* BEGIN *
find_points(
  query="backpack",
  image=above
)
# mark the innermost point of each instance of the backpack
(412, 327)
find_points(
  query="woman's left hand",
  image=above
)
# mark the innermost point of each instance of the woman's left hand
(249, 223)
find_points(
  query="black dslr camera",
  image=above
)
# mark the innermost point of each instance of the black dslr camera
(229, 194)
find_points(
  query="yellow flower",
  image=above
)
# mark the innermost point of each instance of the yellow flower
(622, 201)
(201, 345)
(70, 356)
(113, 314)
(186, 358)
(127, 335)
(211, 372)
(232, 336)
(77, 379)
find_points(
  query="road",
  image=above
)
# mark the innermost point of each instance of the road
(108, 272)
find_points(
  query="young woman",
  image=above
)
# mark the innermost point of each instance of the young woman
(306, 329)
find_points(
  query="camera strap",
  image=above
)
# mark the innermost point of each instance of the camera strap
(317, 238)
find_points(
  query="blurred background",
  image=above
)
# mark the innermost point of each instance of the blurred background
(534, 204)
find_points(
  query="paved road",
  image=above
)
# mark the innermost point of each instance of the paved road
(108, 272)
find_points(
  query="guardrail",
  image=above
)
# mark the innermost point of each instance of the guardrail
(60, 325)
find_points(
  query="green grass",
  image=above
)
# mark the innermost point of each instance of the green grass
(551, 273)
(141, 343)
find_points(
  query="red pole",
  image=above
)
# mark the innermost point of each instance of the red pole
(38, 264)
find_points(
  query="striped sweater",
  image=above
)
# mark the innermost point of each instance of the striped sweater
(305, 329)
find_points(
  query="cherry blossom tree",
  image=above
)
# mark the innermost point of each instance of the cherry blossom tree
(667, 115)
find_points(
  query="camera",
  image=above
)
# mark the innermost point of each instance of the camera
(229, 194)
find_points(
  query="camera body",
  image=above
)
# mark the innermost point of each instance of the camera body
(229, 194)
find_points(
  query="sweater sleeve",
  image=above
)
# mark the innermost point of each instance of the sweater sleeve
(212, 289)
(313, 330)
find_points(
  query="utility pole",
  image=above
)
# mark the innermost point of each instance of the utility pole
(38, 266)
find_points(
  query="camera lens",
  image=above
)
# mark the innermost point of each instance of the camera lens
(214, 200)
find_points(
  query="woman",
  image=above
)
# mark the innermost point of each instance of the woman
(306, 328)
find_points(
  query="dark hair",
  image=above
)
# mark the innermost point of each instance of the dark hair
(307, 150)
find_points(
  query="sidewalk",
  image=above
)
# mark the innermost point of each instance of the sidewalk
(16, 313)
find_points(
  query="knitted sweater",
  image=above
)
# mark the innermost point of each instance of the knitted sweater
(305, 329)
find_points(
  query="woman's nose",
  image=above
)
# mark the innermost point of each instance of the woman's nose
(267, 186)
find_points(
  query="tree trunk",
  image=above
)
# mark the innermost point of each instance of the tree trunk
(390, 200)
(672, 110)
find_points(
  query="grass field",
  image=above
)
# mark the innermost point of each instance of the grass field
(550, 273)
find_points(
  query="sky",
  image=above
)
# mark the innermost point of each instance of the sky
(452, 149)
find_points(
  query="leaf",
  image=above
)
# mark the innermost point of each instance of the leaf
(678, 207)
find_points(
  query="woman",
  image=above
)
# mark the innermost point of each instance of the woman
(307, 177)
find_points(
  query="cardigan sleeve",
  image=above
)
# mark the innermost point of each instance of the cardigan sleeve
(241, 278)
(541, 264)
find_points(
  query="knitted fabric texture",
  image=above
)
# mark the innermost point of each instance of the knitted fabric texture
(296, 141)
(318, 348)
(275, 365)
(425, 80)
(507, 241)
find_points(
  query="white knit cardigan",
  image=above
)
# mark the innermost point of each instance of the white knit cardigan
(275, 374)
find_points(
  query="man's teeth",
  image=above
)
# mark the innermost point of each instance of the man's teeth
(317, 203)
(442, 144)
* END *
◆ **WRITTEN TASK**: Write the material out again word for word.

◆ **TASK OUTPUT**:
find_points(
  query="backpack",
  image=above
)
# mark the innermost point of each instance of the backpack
(412, 327)
find_points(
  query="woman's left hand",
  image=above
)
# mark the innermost point of each instance of the woman's left hand
(249, 223)
find_points(
  query="black dslr camera",
  image=above
)
# mark the innermost point of each instance of the black dslr camera
(229, 194)
find_points(
  query="yellow flower",
  image=above
)
# mark the innermost point of each instance of the yellow flower
(622, 201)
(201, 345)
(70, 356)
(113, 314)
(186, 358)
(127, 335)
(211, 372)
(232, 336)
(77, 379)
find_points(
  query="road",
  image=above
)
# mark the innermost point of each instance of the road
(108, 272)
find_points(
  query="young woman",
  image=above
)
# mark the innermost point of each instance of the young woman
(306, 329)
find_points(
  query="camera strap",
  image=above
)
# mark the innermost point of each instance of the camera strap
(317, 238)
find_points(
  query="blurred background",
  image=above
)
# mark the innermost point of each instance of the blurred background
(534, 204)
find_points(
  query="paved road",
  image=above
)
# mark the innermost point of each instance of the paved road
(108, 272)
find_points(
  query="guardrail",
  image=above
)
# mark the innermost point of each instance of the guardrail
(60, 325)
find_points(
  query="green grass",
  image=above
)
# mark the innermost point of each instance of the green grass
(551, 273)
(141, 343)
find_points(
  query="red pole",
  image=above
)
# mark the innermost point of each instance of the red pole
(38, 264)
find_points(
  query="striped sweater",
  image=above
)
# mark the innermost point of each instance of the striped sweater
(305, 329)
find_points(
  query="cherry blossom tree",
  image=above
)
# mark the innermost point of each instance of the cherry blossom tree
(667, 115)
find_points(
  query="camera",
  image=above
)
# mark the innermost point of each instance of the camera
(229, 194)
find_points(
  query="camera body",
  image=above
)
# mark the innermost point of each instance of the camera body
(229, 194)
find_points(
  query="sweater sleeve",
  image=above
)
# mark the innermost point of each instance of the sweater sleeve
(212, 289)
(313, 330)
find_points(
  query="utility pole",
  image=above
)
# mark the innermost point of each instance of the utility pole
(38, 266)
find_points(
  query="camera lens",
  image=above
)
# mark the innermost point of each instance of the camera lens
(214, 200)
find_points(
  query="woman",
  image=above
)
# mark the innermost point of each instance of the woman
(306, 328)
find_points(
  query="dark hair",
  image=above
)
# mark the innermost point of each instance of the dark hair
(307, 150)
find_points(
  query="sidewalk",
  image=above
)
# mark the innermost point of each instance of the sidewalk
(16, 313)
find_points(
  query="knitted sweater",
  image=above
)
# mark the innermost point of each instance of the knitted sweater
(305, 329)
find_points(
  query="woman's nose",
  image=above
)
# mark the innermost point of each instance of the woman's nose
(267, 186)
find_points(
  query="tree trunk",
  image=above
)
# mark the innermost point of each instance of the tree trunk
(390, 200)
(672, 110)
find_points(
  query="grass field",
  image=above
)
# mark the innermost point of each instance of the grass field
(550, 273)
find_points(
  query="sky",
  image=above
)
# mark the innermost point of each instance of the sky
(452, 149)
find_points(
  query="leaf",
  image=above
)
# mark the innermost point of each instance of the leaf
(678, 207)
find_points(
  query="woman",
  image=above
)
# mark the innermost point of each instance of the woman
(307, 177)
find_points(
  query="cardigan sleeve",
  image=above
)
# mark the innermost point of each instance of the cardigan sleeve
(241, 278)
(541, 264)
find_points(
  query="knitted fabric texture",
  image=above
)
# mark the innermost point of each instance of the knitted fabric texture
(296, 141)
(318, 348)
(275, 365)
(425, 80)
(507, 241)
find_points(
  query="white knit cardigan",
  image=above
)
# mark the innermost point of each instance of the white knit cardigan
(275, 374)
find_points(
  query="man's teeth",
  image=above
)
# mark the innermost point of each instance of the man's teeth
(317, 203)
(442, 144)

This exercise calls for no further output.